++++ QUOTED TEXT ++++
A. Requests for Funding

    To ensure that all projects receive fair and equal consideration 
for the limited available funds, FHWA requires formal grant 
applications to be submitted to http://www.grants.gov by close of 
business January 18, 2011 to be assured consideration for available FY 
2010 and FY 2011 funds. Applicants may also submit an optional 
``sketch'' or draft proposal, in a format selected by the applicant, to 
angela.jacobs@dot.gov by December 3, 2010, which FHWA will review and 
provide feedback on for the applicant to use in its formal grant 
application. Sketch or draft proposals received after this date may 
still be reviewed by and formally commented upon by FHWA at its 
discretion. For applications that had been submitted under the August 
5, 2009, (74 FR 39138) solicitation that were not funded (for a list of 
projects funded from that solicitation, see: http://www.fhwa.dot.gov/
pressroom/fhwa1029.htm), and where such applications would still be 
eligible for funding under the criteria provided by this notice, 
applicants may submit a letter to angela.jacobs@dot.gov at FHWA by 
November 18, 2010, requesting comments on their previous applications.

B. Projects for Which No Funds Are Requested

    Although most projects under the VPP program involve program funds, 
some projects do not, and instead only seek tolling authority under the 
program. In such cases, and especially where a State is not already 
part of the VPP program, FHWA recommends that the public authority 
investigate the other opportunities to gain authority to toll that are 
listed in the notice in the January 6, 2006, Federal Register, entitled 
``SAFETEA-LU; Opportunities for State and Other Qualifying Agencies to 
Gain Authority to Toll Facilities Constructed Using Federal Funds'' (71 
FR 965).

C. Proposal Evaluation Criteria

    All proposals will be evaluated based on these core outcome 
measures, with

[[Page 64402]]

pre-implementation proposals evaluated based upon their projected 
effects on these measures if they are later to lead to implementation:

Livability

    To what extent will the project directly enhance livability by:
     Improving neighborhood design and facilitating compact 
form (e.g., if parking pricing curtails demand, thus allowing 
alternative uses for land dedicated to surface parking).
    To what extent will forecasted reductions in traffic make 
available:
     An opportunity for traffic calming and human-scale design 
enhancements.
     More road space to accommodate pedestrians and bicyclists 
by reducing the amount of road space needed to accommodate motor 
vehicles in motor vehicle travel lanes.
     Faster bus travel and better bus stop designs.
    To what extent will revenue from pricing contribute to:
     Infrastructure costs for pedestrian and bicycle 
improvements.
     Transit infrastructure and operations.
     Ridesharing programs.

Sustainability

    To what extent will forecasted reductions in traffic:
     Reduce greenhouse gas emissions, improve energy 
efficiency, and reduce dependence on fossil fuels.
     Reduce air, water, and noise pollution and damage to 
ecosystems.
     Support transit-oriented land development.
    To what extent will revenue from pricing contribute to:
     Funding of a multimodal transportation system that meets 
the sustainability objectives listed immediately above.

Equity

    To what extent will costs and benefits be distributed so that:
     Low-income travelers or other transportation disadvantaged 
groups pay less on average for their travel or have a better travel 
experience at the same cost.
    To what extent will revenues be used to:
     Provide accommodations that are especially important to 
low-income travelers or other transportation disadvantaged groups.
++++ DATA ROWS ++++
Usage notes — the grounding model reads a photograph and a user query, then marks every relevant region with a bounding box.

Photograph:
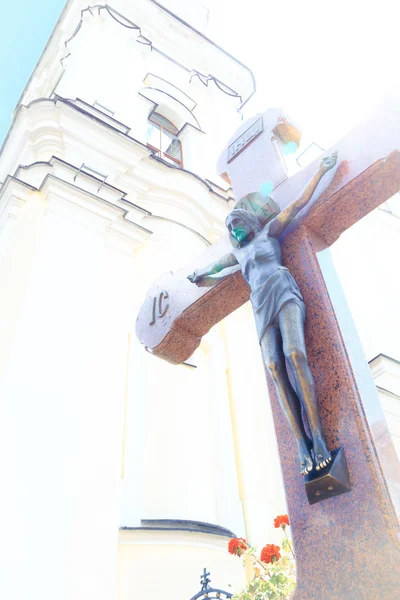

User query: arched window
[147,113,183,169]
++++
++++ DATA ROWS ++++
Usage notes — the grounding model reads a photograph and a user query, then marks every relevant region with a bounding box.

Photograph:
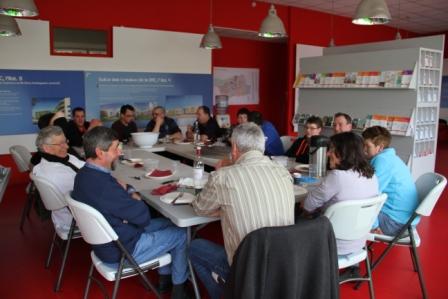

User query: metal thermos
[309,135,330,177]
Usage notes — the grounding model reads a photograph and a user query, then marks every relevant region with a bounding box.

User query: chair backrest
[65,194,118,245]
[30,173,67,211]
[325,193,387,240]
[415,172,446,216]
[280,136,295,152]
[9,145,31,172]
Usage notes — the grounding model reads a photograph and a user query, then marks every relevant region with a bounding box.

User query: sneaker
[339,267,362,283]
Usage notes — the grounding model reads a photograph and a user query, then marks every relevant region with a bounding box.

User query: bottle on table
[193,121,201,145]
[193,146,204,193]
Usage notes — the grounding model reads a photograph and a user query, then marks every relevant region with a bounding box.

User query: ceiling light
++++
■ **TO DO**:
1. Retype the FHWA grant notice, starting at the words "To what extent will costs" and stopping after "transportation disadvantaged groups.".
2. According to the FHWA grant notice, by what deadline must formal grant applications be submitted to grants.gov to be assured consideration?
3. Proceed with the FHWA grant notice from the point where it stops.
The entries are not needed for this work.

■ **TASK RESPONSES**:
1.
To what extent will costs and benefits be distributed so that:
     Low-income travelers or other transportation disadvantaged 
groups pay less on average for their travel or have a better travel 
experience at the same cost.
    To what extent will revenues be used to:
     Provide accommodations that are especially important to 
low-income travelers or other transportation disadvantaged groups.

2. By close of business January 18, 2011.

3.
    To what extent are equity impacts mitigated so that:
     Concerns of low-income or other transportation 
disadvantaged groups are addressed.

Congestion Reduction

    To what extent will forecasted reductions in traffic:
     Reduce traffic congestion and delay experienced by the 
freight sector.
     Reduce traffic congestion and delay experienced by 
personal travelers.
     Maximize economic return on existing investment by 
optimizing use of the existing transportation infrastructure.
    To what extent will revenue from road pricing:
     Provide signals for where new multimodal transportation 
capacity (including transit, bike, pedestrian, ridesharing, etc.) is 
really needed and provide revenues to pay for it, while at the same 
time reducing the need for highway expansion.

Safety

    To what extent will direct safety benefits be provided by:
     Shifts from driving alone to safer modes of travel.
     Reduced driving overall, and unsafe driving in particular, 
for example by rewarding drivers with reduced insurance premiums for 
cutting exposure to crashes and insurance claims.
    To what extent will forecasted reductions in traffic:
     Reduce collisions, including secondary crashes caused by 
stalled traffic.
     Make more road space available to provide safer pedestrian 
and bicycle accommodations.
    To what extent will revenue from pricing contribute to:
     Costs for roadway safety improvements.
     Costs for pedestrian and bicycle improvements.

State of Good Repair

    To what extent will forecasted reductions in traffic:
     Reduce highway expansion needs thereby making more 
existing revenues available to repair, reconstruct and rehabilitate the 
existing system.
    To what extent will revenue from pricing be used to:
     Repair, reconstruct, and rehabilitate the existing 
highway, transit, bikeway, and pedestrian systems.
    In addition to these outcome-oriented goals, FHWA will also 
evaluate proposals based on the following criteria:
    (1) The degree to which new, innovative value pricing approaches 
are included;
    (2) The degree to which stakeholder groups, including (among 
others) business groups, environmental groups, and advocates for social 
equity, are involved in and supportive of the project, and the project 
is likely to win broad public support;
    (3) The degree to which the project is likely to lead to relatively 
near-term implementation; and
    (4) The degree to which it is demonstrated that the project is 
testing especially promising strategies such that their implementation 
will likely then be replicated broadly.

Post-Selection Process

    If a proposal is approved, a formal cooperative agreement will be 
prepared between the FHWA and the State. The cooperative agreement will 
include a refined scope of work developed from the original funding 
application and subsequent discussions with FHWA. Federal statutes will 
govern the cooperative agreement. Regulations cited in the agreement, 
and 49 CFR Part 18, Uniform Administrative Requirements for Grants and 
Cooperative Agreements to State and Local Governments, will also apply. 
Each value pricing project must have a separate cooperative agreement.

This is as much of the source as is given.